2011-11-29 13:07:56 | 皇室
 東日本大震災を通じて、日本人の多くは、皇室の大切さを改めて深く感じた。
 大震災発生後、被災地で多くの犠牲者が出て、国民が懸命に救援・復旧に当たっているなか、3月16日天皇陛下より、国民にビデオでメッセージを賜った。直接の呼びかけは昭和天皇の終戦の玉音放送以来だった。
 天皇陛下は、そのメッセージにおいて、「被災した人々が決して希望を捨てることなく、身体(からだ)を大切に明日からの日々を生き抜いてくれるよう、また、国民一人びとりが、被災した各地域の上にこれからも長く心を寄せ、被災者とともにそれぞれの地域の復興の道のりを見守り続けていくことを心より願っています」と語られた。
 3月30日、天皇皇后両陛下は、福島県などからの被災者が避難している東京都足立区の東京武道館を訪問された。両陛下は、ひざまづいてすべての区画を回られ、「家族は大丈夫ですか」「本当にご心配でしょう」と声をかけられた。複数の避難所を転々とした被災者の話を聞くと、「大変ですね」と述べられた。皇后陛下は、幼児の母親に「ミルクやおむつはあるの?」「屋外で遊ぶところはあるんですか」などと聞かれ、子供たちにも話し掛けられた。
 その後、両陛下は千葉、宮城、岩手、福島と東北3県を含め、7週連続で被災地のお見舞いをされた。どれほど被災者の人々の慰めとなり、また勇気と希望を与えたか知れない。津波で壊滅した町のがれきに向かって両陛下が深々と拝礼をされた写真が国民に感動を与え、また国境を越えて尊敬を集めた。

 さて、藤村官房長官は11月25日の記者会見で、宮内庁の羽毛田信吾長官が10月5日、野田首相に対し、「今の制度の下では女性皇族の方は婚姻で皇室を離れる制度になっており、女性皇族の方々がご結婚年齢に近い年齢になっている。皇室のご活動という意味で、緊急性の高い課題がある」と伝えていたことを明らかにした。
 「緊急性の高い課題」が女性宮家の創設を意味することは、明らかである。現在皇族方22人のうち、未婚の女性皇族が8人がおられる。10月に秋篠宮家の長女、眞子様が20歳になったのをはじめ、女性皇族が相次いで結婚年齢に近くなられている。現行制度では女性皇族は結婚すると、皇室の身分を離れることになっている。悠仁親王殿下が誕生されたことで、次々世代の皇位継承問題は一段落したものの、皇族方が減ると皇統の安定的な維持に影響が出る。また、多岐にわたる公務の分担が難しくなる。そこで、女性皇族が結婚されても皇籍にとどまることのできるような制度の改正が、課題になっている。
 私は、男系男子による皇位継承のための方策は、第一に旧皇族の皇籍復帰、第二に皇族の養子制度の許可、第三に女性宮家の創設と考える。第一の旧皇族の皇籍復帰は、大東亜戦争の敗戦によって占領期に皇籍離脱した旧皇族を対象とする。第二の養子制度は、養子の対象範囲を旧宮家の男系男子とする。養子を可能にすることで現在の宮家の存続ができる。第一及び第二の方策を組み合わせれば、皇位継承の安定性は格段と増す。これらの方策をはじめから排除して、第三の方策だけを考えるのは、消極的な発想である。

提供レコード
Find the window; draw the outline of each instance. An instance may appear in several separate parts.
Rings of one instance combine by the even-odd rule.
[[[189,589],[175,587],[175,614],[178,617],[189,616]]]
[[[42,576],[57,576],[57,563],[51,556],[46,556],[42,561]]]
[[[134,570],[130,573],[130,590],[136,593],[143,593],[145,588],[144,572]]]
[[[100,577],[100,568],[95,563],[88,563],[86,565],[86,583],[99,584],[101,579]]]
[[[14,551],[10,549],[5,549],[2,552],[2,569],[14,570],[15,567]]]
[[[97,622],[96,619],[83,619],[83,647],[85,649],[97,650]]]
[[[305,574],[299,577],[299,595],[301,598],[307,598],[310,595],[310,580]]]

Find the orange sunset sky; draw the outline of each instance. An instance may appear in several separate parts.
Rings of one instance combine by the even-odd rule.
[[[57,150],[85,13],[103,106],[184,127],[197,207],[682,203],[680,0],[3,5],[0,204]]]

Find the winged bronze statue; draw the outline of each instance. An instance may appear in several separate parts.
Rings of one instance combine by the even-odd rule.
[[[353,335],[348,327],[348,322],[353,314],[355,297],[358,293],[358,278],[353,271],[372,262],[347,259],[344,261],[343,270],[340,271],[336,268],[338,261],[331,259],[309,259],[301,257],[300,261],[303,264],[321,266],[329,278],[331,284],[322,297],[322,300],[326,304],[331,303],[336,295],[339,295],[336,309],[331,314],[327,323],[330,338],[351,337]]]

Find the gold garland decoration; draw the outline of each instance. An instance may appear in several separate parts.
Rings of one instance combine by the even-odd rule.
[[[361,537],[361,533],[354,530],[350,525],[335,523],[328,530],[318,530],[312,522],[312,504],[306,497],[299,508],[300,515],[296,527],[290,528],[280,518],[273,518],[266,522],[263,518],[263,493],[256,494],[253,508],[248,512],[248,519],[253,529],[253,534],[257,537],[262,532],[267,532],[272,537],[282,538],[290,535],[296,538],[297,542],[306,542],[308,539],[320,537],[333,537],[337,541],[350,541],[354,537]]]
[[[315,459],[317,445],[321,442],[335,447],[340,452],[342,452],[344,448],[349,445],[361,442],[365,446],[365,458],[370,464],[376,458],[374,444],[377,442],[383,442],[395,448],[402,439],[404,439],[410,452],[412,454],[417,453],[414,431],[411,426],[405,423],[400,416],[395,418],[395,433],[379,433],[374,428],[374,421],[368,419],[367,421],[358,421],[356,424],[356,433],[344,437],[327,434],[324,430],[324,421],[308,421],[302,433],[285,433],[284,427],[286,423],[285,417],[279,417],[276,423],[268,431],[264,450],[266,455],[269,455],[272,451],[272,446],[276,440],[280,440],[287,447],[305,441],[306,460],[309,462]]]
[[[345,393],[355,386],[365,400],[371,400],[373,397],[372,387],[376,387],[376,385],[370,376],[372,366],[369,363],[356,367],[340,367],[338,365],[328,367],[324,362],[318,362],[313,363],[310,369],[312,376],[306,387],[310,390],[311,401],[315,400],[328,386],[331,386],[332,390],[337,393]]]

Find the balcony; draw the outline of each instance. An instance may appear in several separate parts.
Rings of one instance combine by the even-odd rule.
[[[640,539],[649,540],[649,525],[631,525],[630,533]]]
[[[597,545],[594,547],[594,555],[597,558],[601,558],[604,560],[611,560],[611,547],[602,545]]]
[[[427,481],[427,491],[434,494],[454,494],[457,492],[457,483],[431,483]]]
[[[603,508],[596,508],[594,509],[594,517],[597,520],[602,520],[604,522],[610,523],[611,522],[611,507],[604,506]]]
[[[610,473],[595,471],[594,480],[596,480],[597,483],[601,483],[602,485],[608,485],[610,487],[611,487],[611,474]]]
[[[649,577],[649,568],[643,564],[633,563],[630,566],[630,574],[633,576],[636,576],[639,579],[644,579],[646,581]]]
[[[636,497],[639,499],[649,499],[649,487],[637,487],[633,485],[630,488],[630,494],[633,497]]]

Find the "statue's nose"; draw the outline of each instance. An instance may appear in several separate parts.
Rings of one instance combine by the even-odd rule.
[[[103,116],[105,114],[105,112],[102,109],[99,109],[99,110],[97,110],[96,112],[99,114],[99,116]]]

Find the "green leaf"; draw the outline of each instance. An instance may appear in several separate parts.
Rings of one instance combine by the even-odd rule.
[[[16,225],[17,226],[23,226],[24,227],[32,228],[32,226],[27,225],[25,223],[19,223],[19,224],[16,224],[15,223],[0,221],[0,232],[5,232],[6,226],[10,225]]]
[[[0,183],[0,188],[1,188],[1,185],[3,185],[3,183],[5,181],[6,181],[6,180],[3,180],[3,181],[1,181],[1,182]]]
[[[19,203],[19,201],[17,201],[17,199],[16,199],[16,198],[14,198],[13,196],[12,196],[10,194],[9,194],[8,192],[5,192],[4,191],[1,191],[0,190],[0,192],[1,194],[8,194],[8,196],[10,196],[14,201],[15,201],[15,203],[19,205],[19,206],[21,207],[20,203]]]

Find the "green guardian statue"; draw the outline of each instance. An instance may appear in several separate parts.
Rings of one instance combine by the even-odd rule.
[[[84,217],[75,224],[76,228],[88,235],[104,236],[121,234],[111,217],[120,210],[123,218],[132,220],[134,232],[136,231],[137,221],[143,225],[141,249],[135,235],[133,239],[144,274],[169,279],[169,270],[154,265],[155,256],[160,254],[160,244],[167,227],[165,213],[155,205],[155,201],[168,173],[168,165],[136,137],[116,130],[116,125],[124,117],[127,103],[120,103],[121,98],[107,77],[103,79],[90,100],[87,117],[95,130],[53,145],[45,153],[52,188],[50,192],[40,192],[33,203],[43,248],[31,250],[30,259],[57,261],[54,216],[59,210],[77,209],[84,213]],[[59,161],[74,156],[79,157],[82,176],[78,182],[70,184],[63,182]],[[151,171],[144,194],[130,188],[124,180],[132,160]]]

演習課題 A
次の (i)〜(iii) が本文の記述と一致するかを判定し、それぞれ「はい」または「いいえ」で答え、判断の根拠となる本文の語句を原文どおり引用せよ。
(i) 天皇陛下は3月16日に、国民に向けてビデオでメッセージを出された。
(ii) 現在の皇族方のうち、未婚の女性皇族は10人である。
(iii) 両陛下は5週連続で被災地のお見舞いをされた。
演習課題 B
レコードの先頭行から始め、「[[[189,589],[175,587],[175,614],[178,617],[189,616]]]」を含む行で終わる範囲を、一字一句変えずに抽出せよ。先頭行と末尾の行も範囲に含める。

想定解答 A
(i) はい:「3月16日天皇陛下より、国民にビデオでメッセージを賜った」
(ii) いいえ:「現在皇族方22人のうち、未婚の女性皇族が8人がおられる」
(iii) いいえ:「7週連続で被災地のお見舞いをされた」

想定解答 B
Find the window; draw the outline of each instance. An instance may appear in several separate parts.
Rings of one instance combine by the even-odd rule.
[[[189,589],[175,587],[175,614],[178,617],[189,616]]]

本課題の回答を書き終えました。